Salesmen hawked how a given security would be perfect for the client’s portfolio, how they were certain it would rise in price and how the client would suffer great regret if he missed “such an opportunity”—that type of discourse. Salespeople are experts in the art of psychological manipulation, making the client trade, often against his own interest, all the while being happy about it and loving them and their company. One of the top salesmen at the firm, a man with huge charisma who came to work in a chauffeured Rolls Royce, was once asked whether customers didn’t get upset when they got the short end of the stick. “Rip them off, don’t tick them off” was his answer. He also added, “Remember that every day a new customer is born.”

As the Romans were fully aware, one lauds merrily the merchandise to get rid of it.

The Price of Corn in Rhodes

So, “giving advice” as a sales pitch is fundamentally unethical—selling cannot be deemed advice. We can safely settle on that. You can give advice, or you can sell (by advertising the quality of the product), and the two need to be kept separate.

But there is an associated problem in the course of the transactions: how much should the seller reveal to the buyer?

The question “Is it ethical to sell something to someone knowing the price will eventually drop?” is an ancient one—but its solution is no less straightforward. The debate goes back to a disagreement between two stoic philosophers, Diogenes of Babylon and his student Antipater of Tarsus, who took the higher moral ground on asymmetric information and seems to match the ethics endorsed by this author. Not a piece from both authors is extant, but we know quite a bit from secondary sources, or, in the case of Cicero, tertiary. The question was presented as follows, retailed by Cicero in De Officiis. Assume a man brought a large shipment of corn from Alexandria to Rhodes, at a time when corn was expensive in Rhodes because of shortage and famine. Suppose that he also knew that many boats had set sail from Alexandria on their way to Rhodes with similar merchandise. Does he have to inform the Rhodians? How can one act honorably or dishonorably in these circumstances?

We traders had a straightforward answer. Again, “stuffing”—selling quantities to people without informing them that there are large inventories waiting to be sold. An upright trader will not do that to other professional traders; it was a no-no. The penalty was ostracism. But it was sort of permissible to do it to the anonymous market and the faceless nontraders, or those we called “the Swiss,” some random suckers far away. There were people with whom we had a relational rapport, others with whom we had a transactional one. The two were separated by an ethical wall, much like the case with domestic animals that cannot be harmed, while rules on cruelty are lifted when it comes to cockroaches.
***
**REQUIREMENT**
Copy the passage from "We traders had" through "comes to cockroaches.", swapping "ostracism" for "exclusion". The records are separate material with no connection to the passage.

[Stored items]
***
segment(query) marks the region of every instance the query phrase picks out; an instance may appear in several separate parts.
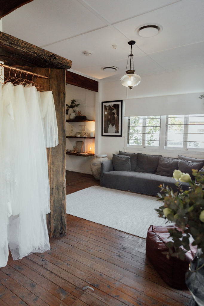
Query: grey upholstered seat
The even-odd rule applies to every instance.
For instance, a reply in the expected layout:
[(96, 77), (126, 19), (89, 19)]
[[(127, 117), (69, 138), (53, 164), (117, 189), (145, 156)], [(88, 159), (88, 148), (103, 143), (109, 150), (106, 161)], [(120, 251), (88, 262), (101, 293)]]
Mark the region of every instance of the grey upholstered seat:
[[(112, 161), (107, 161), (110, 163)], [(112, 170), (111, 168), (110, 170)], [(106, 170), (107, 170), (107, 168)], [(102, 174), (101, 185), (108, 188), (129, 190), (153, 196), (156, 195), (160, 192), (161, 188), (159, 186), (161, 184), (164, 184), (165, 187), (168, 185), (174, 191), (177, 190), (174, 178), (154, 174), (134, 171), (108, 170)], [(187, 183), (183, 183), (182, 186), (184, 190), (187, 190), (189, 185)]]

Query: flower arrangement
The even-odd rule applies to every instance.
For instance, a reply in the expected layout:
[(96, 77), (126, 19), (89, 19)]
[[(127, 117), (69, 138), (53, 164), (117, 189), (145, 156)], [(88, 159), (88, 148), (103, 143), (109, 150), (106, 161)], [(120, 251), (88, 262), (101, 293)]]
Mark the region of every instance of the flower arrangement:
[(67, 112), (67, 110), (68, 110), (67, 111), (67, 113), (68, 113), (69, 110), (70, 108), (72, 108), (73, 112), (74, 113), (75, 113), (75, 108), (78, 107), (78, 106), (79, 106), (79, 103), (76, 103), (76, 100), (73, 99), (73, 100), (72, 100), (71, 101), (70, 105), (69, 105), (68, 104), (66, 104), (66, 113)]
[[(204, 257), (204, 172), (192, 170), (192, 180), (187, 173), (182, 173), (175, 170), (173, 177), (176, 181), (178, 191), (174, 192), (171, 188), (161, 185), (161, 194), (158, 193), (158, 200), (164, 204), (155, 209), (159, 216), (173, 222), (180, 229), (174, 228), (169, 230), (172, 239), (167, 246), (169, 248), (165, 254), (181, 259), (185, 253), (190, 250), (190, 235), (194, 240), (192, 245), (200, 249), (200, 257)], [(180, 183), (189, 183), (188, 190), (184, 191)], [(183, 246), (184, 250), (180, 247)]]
***
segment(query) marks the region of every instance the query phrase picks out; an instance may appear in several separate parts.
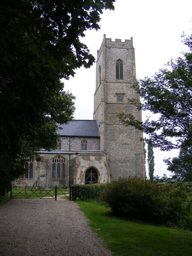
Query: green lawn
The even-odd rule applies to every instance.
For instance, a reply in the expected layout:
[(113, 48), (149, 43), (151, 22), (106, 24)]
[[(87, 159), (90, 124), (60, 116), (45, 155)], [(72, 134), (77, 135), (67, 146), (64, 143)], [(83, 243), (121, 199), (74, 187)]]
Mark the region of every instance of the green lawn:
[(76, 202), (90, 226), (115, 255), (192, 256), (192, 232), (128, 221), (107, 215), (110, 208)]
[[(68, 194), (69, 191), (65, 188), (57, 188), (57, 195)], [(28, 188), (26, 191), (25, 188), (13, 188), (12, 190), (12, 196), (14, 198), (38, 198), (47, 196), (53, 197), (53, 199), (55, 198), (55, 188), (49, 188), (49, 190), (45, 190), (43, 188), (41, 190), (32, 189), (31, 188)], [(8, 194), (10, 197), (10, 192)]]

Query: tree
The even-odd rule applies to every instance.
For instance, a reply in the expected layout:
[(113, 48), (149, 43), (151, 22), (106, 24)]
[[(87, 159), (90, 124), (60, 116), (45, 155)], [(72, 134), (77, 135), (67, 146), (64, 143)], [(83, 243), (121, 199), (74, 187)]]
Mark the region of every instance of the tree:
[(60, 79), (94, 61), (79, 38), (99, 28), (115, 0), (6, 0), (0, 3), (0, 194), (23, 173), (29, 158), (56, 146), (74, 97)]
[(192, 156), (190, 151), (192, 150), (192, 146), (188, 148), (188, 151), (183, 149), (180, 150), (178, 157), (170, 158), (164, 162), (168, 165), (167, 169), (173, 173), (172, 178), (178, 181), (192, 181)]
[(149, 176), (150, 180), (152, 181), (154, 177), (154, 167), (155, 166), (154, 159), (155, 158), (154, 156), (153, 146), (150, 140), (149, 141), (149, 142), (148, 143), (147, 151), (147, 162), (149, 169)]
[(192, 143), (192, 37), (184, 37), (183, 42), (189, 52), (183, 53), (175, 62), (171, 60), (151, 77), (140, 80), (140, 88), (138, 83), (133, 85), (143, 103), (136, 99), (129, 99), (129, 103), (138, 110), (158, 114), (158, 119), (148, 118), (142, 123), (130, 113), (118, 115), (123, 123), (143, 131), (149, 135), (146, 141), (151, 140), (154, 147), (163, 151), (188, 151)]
***
**COMPLETED EXERCISE**
We traders had a straightforward answer. Again, “stuffing”—selling quantities to people without informing them that there are large inventories waiting to be sold. An upright trader will not do that to other professional traders; it was a no-no. The penalty was exclusion. But it was sort of permissible to do it to the anonymous market and the faceless nontraders, or those we called “the Swiss,” some random suckers far away. There were people with whom we had a relational rapport, others with whom we had a transactional one. The two were separated by an ethical wall, much like the case with domestic animals that cannot be harmed, while rules on cruelty are lifted when it comes to cockroaches.